▶ **Material supplied**
■ ■ ■

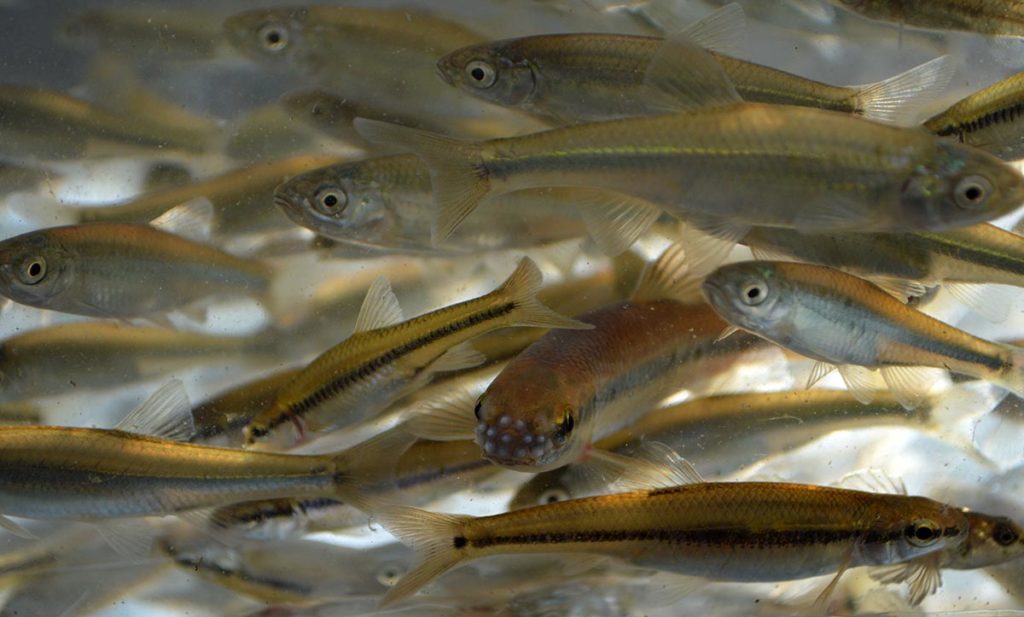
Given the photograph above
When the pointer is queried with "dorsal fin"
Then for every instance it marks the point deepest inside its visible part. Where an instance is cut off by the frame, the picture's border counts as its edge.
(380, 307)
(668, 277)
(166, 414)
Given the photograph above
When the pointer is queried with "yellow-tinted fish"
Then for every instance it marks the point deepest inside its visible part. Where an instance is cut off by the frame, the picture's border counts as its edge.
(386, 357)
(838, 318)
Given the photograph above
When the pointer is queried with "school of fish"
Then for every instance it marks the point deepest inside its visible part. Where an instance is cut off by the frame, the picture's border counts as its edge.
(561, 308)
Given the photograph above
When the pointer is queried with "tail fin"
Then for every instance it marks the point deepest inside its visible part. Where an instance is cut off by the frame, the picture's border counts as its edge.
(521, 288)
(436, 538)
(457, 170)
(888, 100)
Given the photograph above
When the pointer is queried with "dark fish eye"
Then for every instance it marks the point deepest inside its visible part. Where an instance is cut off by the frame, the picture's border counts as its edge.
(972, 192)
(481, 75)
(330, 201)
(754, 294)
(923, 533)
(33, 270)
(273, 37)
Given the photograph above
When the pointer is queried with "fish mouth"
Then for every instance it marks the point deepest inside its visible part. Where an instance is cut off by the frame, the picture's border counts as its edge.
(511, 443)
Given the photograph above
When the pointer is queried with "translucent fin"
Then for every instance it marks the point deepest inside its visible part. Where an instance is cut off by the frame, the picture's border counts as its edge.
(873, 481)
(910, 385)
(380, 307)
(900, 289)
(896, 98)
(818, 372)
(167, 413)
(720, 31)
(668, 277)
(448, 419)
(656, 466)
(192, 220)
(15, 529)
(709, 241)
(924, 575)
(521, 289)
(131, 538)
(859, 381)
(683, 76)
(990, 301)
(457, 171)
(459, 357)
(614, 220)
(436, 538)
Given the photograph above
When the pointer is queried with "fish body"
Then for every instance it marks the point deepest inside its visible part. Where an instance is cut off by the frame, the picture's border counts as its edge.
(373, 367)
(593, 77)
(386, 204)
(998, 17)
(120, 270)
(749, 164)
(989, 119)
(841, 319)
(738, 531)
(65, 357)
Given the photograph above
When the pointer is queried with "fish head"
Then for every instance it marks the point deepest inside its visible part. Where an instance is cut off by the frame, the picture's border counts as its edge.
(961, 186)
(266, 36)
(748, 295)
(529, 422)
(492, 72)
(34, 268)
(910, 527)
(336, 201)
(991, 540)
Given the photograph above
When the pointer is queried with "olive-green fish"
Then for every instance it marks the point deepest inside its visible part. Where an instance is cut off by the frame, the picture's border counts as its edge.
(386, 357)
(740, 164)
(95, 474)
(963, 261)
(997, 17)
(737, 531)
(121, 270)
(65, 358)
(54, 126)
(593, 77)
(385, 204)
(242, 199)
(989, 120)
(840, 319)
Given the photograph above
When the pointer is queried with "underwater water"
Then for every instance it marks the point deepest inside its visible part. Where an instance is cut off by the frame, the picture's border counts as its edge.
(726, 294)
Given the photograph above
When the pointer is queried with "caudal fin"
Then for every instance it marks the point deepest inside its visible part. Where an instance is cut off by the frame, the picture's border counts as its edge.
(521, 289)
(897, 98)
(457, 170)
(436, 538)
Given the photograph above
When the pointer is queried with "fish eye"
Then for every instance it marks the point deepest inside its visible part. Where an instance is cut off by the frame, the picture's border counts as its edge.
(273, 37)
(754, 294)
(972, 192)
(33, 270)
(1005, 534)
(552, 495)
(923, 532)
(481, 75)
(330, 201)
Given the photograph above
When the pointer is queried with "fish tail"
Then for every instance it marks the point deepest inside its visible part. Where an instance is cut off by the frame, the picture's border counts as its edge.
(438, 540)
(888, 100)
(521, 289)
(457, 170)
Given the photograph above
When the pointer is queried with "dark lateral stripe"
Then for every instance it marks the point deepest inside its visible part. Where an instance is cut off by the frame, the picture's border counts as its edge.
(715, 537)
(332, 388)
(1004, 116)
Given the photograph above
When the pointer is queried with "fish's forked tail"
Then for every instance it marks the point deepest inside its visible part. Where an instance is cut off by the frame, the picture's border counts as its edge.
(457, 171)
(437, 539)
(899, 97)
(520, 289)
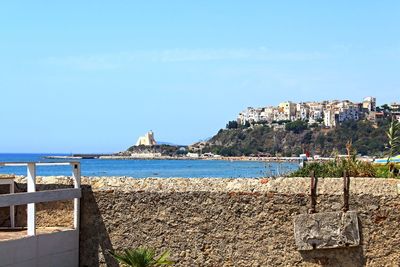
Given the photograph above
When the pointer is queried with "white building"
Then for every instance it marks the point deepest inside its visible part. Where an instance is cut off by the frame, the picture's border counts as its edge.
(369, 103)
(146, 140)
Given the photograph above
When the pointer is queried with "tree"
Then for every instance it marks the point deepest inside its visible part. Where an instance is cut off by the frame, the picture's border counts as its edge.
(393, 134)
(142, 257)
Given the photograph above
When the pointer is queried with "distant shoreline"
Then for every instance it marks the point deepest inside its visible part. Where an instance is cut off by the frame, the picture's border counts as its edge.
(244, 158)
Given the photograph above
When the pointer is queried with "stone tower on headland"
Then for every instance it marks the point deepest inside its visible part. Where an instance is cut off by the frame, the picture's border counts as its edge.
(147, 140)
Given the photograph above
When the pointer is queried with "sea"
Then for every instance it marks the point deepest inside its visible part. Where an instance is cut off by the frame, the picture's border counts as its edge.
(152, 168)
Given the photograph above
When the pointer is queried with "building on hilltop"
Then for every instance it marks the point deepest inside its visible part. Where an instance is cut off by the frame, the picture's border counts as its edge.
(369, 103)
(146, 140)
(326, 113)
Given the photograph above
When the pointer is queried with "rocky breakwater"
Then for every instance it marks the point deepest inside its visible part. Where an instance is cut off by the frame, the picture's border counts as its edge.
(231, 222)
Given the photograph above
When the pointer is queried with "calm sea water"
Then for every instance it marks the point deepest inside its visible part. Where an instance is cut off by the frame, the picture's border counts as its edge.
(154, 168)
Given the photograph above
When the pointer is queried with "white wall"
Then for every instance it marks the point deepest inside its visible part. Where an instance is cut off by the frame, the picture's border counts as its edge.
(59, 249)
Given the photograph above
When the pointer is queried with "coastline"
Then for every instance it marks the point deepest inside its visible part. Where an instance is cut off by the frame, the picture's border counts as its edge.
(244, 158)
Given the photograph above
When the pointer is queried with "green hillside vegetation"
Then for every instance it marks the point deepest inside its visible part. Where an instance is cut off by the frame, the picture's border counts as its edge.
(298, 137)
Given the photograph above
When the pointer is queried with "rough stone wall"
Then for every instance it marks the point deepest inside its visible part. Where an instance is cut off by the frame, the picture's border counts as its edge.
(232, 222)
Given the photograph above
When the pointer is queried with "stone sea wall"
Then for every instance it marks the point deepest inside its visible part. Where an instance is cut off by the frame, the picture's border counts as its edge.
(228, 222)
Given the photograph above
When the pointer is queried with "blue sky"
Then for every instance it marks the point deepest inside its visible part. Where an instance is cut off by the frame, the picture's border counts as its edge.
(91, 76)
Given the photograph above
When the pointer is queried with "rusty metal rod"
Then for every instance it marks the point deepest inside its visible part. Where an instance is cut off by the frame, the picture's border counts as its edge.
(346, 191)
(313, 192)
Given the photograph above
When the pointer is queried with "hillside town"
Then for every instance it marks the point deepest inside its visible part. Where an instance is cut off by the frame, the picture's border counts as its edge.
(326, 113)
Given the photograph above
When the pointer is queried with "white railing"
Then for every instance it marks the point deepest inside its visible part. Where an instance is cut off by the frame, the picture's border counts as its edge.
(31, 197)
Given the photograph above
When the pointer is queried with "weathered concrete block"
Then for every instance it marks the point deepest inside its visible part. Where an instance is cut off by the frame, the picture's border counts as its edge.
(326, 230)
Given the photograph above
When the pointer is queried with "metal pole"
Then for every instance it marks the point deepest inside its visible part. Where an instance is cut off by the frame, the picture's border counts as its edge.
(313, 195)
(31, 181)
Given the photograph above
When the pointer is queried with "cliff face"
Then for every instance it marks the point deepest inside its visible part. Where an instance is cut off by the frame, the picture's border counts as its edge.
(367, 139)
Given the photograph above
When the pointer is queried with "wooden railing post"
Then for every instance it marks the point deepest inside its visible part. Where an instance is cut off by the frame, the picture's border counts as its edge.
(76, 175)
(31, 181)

■ ■ ■

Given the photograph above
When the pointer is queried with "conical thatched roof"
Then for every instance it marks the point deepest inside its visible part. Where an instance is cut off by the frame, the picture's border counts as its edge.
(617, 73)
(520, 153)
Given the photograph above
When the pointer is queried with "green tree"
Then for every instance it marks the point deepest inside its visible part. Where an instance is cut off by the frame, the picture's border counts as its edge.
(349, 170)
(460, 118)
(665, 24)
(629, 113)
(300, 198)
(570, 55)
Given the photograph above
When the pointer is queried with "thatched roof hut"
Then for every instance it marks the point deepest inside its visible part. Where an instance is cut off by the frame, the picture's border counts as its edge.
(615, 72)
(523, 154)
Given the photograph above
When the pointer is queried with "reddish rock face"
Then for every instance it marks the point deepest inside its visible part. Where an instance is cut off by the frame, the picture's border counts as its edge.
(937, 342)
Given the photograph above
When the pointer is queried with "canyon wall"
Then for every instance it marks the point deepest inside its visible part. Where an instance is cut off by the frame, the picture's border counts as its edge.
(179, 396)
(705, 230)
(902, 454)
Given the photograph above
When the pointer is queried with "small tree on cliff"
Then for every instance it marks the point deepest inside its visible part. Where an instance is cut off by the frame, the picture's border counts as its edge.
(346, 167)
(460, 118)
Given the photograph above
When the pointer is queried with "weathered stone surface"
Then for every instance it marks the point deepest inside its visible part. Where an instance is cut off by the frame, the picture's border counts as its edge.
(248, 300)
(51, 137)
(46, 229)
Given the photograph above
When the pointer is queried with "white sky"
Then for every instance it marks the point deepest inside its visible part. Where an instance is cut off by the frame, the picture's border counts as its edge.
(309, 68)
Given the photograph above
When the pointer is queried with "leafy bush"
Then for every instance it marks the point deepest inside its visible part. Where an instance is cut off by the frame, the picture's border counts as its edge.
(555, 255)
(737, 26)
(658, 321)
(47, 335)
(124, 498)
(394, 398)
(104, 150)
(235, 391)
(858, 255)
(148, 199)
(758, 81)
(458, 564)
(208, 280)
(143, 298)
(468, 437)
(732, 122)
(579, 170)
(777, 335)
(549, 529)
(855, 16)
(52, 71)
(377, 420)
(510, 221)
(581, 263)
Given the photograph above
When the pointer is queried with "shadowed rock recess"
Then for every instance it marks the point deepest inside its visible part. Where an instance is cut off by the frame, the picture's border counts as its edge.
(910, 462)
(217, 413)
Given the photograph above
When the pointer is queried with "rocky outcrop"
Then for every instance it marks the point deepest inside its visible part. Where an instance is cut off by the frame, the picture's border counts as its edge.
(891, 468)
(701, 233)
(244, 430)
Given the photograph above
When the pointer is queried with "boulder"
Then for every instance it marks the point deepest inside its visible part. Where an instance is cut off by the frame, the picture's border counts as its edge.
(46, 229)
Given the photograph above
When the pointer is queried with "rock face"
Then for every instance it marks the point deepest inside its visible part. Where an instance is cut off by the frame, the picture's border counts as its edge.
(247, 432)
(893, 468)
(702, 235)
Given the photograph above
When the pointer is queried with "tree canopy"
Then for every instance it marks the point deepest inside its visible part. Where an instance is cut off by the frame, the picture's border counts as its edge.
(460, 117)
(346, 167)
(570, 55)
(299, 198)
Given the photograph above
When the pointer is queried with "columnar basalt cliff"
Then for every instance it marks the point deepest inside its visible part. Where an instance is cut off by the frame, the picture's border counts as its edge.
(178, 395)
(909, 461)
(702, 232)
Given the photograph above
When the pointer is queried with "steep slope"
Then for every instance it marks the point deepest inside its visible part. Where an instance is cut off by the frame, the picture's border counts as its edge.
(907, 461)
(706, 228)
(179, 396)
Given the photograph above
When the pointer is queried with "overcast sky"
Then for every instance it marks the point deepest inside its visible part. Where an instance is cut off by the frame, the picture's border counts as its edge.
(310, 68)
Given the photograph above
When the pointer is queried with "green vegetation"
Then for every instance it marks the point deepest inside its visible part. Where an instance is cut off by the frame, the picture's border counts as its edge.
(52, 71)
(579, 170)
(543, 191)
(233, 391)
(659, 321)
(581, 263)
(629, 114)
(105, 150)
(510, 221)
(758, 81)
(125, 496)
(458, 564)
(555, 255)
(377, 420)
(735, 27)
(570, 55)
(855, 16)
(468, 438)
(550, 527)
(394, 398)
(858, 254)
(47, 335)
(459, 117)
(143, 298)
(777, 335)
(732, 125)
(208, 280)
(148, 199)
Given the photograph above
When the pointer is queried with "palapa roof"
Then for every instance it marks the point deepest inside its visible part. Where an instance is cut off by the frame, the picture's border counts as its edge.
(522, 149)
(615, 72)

■ ■ ■

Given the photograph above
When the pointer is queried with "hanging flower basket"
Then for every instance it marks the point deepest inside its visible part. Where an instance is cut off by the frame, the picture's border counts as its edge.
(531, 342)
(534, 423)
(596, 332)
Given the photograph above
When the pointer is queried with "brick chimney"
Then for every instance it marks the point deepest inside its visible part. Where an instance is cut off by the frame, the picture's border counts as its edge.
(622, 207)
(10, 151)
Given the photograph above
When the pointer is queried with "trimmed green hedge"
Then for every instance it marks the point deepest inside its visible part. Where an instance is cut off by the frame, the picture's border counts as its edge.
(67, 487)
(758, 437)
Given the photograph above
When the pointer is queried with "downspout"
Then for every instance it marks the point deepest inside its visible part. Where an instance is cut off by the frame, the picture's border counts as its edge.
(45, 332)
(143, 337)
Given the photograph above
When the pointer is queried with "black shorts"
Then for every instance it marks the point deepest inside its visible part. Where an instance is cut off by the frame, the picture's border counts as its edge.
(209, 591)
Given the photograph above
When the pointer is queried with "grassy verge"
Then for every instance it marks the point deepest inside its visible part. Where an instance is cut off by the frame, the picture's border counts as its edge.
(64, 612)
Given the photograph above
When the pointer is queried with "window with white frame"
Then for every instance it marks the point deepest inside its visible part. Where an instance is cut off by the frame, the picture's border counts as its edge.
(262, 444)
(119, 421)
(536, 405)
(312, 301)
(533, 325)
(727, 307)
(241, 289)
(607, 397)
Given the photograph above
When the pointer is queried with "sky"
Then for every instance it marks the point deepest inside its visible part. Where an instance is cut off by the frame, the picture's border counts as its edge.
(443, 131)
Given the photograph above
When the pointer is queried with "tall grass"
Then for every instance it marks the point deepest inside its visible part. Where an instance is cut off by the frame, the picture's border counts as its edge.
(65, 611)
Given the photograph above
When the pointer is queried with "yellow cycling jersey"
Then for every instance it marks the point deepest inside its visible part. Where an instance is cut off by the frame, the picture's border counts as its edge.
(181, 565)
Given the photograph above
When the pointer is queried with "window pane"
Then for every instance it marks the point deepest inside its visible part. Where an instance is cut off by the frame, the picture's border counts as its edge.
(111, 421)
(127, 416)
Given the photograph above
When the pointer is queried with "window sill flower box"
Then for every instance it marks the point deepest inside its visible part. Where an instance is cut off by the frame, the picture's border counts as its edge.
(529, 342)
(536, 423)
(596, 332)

■ ■ ■

Which lines of the items above contain the string "stone", matching case? Show each of those lines in full.

When the pointer is queried with "stone tower on headland"
When the pointer is queried with "rough stone wall"
When the pointer is queried with "stone sea wall"
When the pointer is queried with "weathered stone surface"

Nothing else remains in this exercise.